Segment Start: Data supplied

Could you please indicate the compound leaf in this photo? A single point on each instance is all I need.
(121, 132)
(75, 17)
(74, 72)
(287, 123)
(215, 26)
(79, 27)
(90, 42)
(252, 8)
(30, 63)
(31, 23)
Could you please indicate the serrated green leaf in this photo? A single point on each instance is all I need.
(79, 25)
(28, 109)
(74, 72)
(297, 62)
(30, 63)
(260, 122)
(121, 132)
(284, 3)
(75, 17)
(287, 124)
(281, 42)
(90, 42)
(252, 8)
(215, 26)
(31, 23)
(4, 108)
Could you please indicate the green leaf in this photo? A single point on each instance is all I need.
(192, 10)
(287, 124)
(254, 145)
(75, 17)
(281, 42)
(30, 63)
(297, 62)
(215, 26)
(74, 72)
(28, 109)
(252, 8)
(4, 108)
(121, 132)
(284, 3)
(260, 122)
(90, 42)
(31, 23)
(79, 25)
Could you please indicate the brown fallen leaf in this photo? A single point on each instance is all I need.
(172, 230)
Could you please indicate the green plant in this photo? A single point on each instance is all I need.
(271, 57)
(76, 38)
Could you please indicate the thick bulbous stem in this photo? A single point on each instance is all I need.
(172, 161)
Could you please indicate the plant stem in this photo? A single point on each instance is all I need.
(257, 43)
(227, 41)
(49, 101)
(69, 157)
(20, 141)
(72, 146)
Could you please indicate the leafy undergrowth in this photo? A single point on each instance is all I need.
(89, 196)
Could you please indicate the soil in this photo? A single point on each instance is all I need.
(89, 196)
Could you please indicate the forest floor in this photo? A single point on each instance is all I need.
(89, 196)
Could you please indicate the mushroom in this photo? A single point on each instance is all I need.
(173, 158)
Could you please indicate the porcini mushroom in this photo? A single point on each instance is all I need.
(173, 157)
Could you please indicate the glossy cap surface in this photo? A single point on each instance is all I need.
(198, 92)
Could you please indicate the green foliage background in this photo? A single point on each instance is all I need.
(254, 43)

Segment End: Data supplied

Task instructions - Please retype the listing above with no line missing.

Answer for this exercise -
Could you please indicate the compound leaf in this photo? A single point on each instance is all I need.
(121, 132)
(75, 17)
(74, 72)
(287, 123)
(215, 26)
(79, 27)
(90, 42)
(252, 8)
(30, 63)
(31, 23)
Could you please indicate the serrated green leaf in this photo? A single point on each instance is all I need.
(79, 25)
(28, 109)
(74, 72)
(297, 62)
(30, 63)
(260, 122)
(121, 132)
(284, 3)
(75, 17)
(287, 124)
(281, 42)
(90, 42)
(252, 8)
(215, 26)
(31, 23)
(4, 108)
Could you please indicate the green leaf in this photo? A single point on each instance is all I need.
(192, 10)
(287, 124)
(254, 145)
(75, 17)
(281, 42)
(30, 63)
(297, 62)
(215, 26)
(74, 72)
(28, 109)
(252, 8)
(4, 108)
(121, 132)
(284, 3)
(260, 122)
(90, 42)
(31, 23)
(79, 25)
Could you please indicate the brown fallen leaf in this photo? A single point on each instance is all I need.
(172, 230)
Could you please indicate the green plant in this photo? A single point on each instance is all I need.
(271, 57)
(76, 38)
Could you please indicate the thick bulbous stem in this photo? A single point on each instance is all I need.
(172, 161)
Could you please indicate the plant stem in this photo? A single point on each instance is all I need.
(257, 43)
(227, 41)
(49, 101)
(69, 157)
(20, 141)
(72, 146)
Could you please indicate the leafy undergrowth in this photo? A single point on each instance is all I need.
(89, 196)
Could you please indicate the soil in this photo? A single point on each instance is all I need.
(89, 196)
Could you please indicate the forest floor in this photo? A single point on each instance is all I need.
(89, 196)
Could you please indicate the mushroom in this photo? A single point on each instance is all I need.
(173, 158)
Could you please indicate the porcini mushroom in this photo? A single point on each instance is all I need.
(173, 157)
Could you please indicate the glossy cap surface in this photo? A single point on each instance is all I need.
(198, 92)
Could you please indicate the green foliage background in this photo? A single point on each instance is all I need.
(254, 43)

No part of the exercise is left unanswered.